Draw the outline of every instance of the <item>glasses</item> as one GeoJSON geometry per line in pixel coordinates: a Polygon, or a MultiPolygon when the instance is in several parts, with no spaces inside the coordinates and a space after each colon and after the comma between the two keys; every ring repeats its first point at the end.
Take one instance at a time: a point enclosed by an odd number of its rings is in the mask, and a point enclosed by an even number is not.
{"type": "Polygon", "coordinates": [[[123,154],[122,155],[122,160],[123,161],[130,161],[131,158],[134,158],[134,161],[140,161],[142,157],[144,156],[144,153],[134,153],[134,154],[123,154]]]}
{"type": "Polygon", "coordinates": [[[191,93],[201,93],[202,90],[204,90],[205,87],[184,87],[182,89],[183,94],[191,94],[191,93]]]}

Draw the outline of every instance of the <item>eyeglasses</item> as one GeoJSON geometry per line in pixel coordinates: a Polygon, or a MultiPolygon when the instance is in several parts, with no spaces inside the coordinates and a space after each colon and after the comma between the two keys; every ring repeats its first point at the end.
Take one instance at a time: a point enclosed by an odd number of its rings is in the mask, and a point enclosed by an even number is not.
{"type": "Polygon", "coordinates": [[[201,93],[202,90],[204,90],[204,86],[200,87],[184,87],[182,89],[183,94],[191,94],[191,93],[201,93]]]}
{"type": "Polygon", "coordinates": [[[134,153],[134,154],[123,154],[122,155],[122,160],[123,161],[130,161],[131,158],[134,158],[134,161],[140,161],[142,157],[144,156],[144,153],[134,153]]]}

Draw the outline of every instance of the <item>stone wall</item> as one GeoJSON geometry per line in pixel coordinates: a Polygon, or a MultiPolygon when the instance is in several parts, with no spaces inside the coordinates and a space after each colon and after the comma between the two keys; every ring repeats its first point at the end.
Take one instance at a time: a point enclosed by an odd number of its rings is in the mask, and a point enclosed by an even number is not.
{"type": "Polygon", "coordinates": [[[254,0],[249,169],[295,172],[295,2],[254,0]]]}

______________________________

_Task brief_
Every line in the listing above should be repeated exactly.

_Solution for this task_
Draw the outline of every instance of the <item>glasses</item> as one GeoJSON geometry per line in pixel coordinates: a Polygon, or a MultiPolygon when the instance is in several parts, with no spaces inside the coordinates and a space after each colon and after the comma between the two keys; every ring repeats its first point at the end.
Take one instance at a time: a point enclosed by an odd number of its rings is in the mask, and a point enclosed by an even number is not.
{"type": "Polygon", "coordinates": [[[123,154],[122,155],[122,160],[123,161],[130,161],[131,158],[134,158],[134,161],[140,161],[142,157],[144,156],[144,153],[134,153],[134,154],[123,154]]]}
{"type": "Polygon", "coordinates": [[[191,93],[201,93],[202,90],[204,90],[205,87],[184,87],[182,89],[183,94],[191,94],[191,93]]]}

Draw the outline of every instance of the <item>eyeglasses</item> as one GeoJSON geometry per line in pixel coordinates: a Polygon, or a MultiPolygon when the instance is in several parts, with no spaces inside the coordinates and a space after each colon and after the comma between the two keys; every ring repeats its first point at the end.
Take one instance at a time: a point enclosed by an odd number of its rings is in the mask, and a point enclosed by an even number is not.
{"type": "Polygon", "coordinates": [[[201,93],[202,90],[204,90],[204,86],[200,87],[184,87],[182,89],[183,94],[191,94],[191,93],[201,93]]]}
{"type": "Polygon", "coordinates": [[[134,153],[134,154],[123,154],[122,155],[122,160],[123,161],[130,161],[131,158],[134,158],[134,161],[140,161],[142,157],[144,156],[144,153],[134,153]]]}

Draw the outline of every instance of the <item>stone wall</item> as one GeoJSON geometry per line in pixel coordinates: a Polygon, or a MultiPolygon when the instance is in several parts, with no spaces inside the coordinates and a space after each colon and after the comma between the two keys; every ring repeats its first point at the end.
Take one instance at a time: a point enclosed by an odd number of its rings is in the mask, and a point enclosed by an even number is not.
{"type": "Polygon", "coordinates": [[[254,0],[249,169],[295,172],[295,2],[254,0]]]}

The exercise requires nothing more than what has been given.